-- Actions to take --
1) Rewrite the part of the Root Letter review that opens with the words containing "Root Letter, developed" and closes with "Store for $59.99.", putting "mystery and romance" in place of "mystery/romance".
2) Answer these questions from the Root Letter review:
(a) What price does it give for the game on PlayStation Store?
(b) How many years did the protagonist work at the design firm?
(c) How many girls who went to school with Aya must be tracked down?

-- Text to read --
>> begin

Root Letter, developed by Kadokawa Games and published by PQube, is a mystery/romance visual novel that tells a story of two pen pals who lost touch 15 years ago. When the protagonist realizes they never actually lost touch, and instead never read one of his pen pal's letters where she confessed to having killed someone, it spurs an adventure of travel, investigations, and social conflicts. Experience a story that goes beyond life and young love as you travel throughout authentic Shimane prefecture and interact with the people and culture authentic to the area.
You can buy the game on PlayStation Store for $59.99.
The game starts in the player/protagonist's room at his parent's house. He recently just quit his job at a design firm where he worked for 11 years so that he can pursue a new job. After a quick tutorial explaining how to search and investigate scenes, you find a stack of letters from Aya Fumino, a woman who responded to your magazine ad seeking a pen pal 15 years ago. He expresses she helped you through a few stressful times and little by little you began to fall for her. After assuming she lost the personal connection when you never received a reply to your 10th letter, you find an unopened one at the bottom of the pile. No postmark, no date. Opening it reveals that she killed someone and needs (needed) to disappear.
From here you dive into a mystery that needs solving, questions that need answers, and people who need interrogating. You figure the best way to find the answers you seek is by tracking down 7 girls who once went to school with Aya. You're only using nicknames (rather rude ones that show Aya didn't get along with them very well) so it's going to need true investigation and dialogue finessing to find out who they really are. They each have a shady side; wanting to avoid association to Aya in the past as well as anything that might have happened. Find clues and key points that you can use against them to get what you need, and find out what happened 15 years ago with Aya.

>> end

Coordinate annotation lines
>> begin

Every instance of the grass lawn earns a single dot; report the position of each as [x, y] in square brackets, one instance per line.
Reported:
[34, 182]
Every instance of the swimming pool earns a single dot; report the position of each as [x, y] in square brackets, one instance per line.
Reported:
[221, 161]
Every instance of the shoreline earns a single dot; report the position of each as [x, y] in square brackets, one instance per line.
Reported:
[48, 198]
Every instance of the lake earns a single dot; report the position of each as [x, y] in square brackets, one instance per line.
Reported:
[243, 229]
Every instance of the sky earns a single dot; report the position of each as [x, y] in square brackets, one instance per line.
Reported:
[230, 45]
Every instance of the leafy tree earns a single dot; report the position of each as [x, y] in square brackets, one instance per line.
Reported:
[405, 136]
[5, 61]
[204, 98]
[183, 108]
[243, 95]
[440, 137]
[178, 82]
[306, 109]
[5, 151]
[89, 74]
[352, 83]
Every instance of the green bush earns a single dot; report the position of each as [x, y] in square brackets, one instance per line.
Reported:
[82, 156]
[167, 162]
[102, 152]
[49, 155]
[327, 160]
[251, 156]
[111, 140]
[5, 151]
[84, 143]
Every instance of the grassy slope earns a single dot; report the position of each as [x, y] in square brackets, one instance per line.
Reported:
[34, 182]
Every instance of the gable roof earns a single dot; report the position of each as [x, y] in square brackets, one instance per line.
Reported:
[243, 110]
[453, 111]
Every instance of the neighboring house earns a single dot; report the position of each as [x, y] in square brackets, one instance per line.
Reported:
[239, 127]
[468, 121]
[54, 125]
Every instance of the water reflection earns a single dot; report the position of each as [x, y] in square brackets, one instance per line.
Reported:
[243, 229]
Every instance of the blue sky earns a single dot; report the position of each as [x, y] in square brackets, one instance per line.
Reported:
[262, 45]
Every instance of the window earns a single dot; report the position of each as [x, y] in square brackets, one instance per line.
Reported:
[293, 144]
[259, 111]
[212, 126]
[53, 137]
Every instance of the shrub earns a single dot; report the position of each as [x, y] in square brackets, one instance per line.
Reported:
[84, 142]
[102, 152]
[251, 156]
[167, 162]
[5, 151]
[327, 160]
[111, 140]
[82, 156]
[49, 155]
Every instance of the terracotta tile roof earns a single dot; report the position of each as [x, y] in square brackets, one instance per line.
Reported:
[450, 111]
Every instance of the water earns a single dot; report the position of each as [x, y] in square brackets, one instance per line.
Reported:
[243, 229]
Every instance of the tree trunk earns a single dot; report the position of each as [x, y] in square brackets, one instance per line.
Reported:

>> end

-- Solutions for each task --
1)
Root Letter, developed by Kadokawa Games and published by PQube, is a mystery and romance visual novel that tells a story of two pen pals who lost touch 15 years ago. When the protagonist realizes they never actually lost touch, and instead never read one of his pen pal's letters where she confessed to having killed someone, it spurs an adventure of travel, investigations, and social conflicts. Experience a story that goes beyond life and young love as you travel throughout authentic Shimane prefecture and interact with the people and culture authentic to the area.
You can buy the game on PlayStation Store for $59.99.

2)
(a) $59.99
(b) 11 years
(c) 7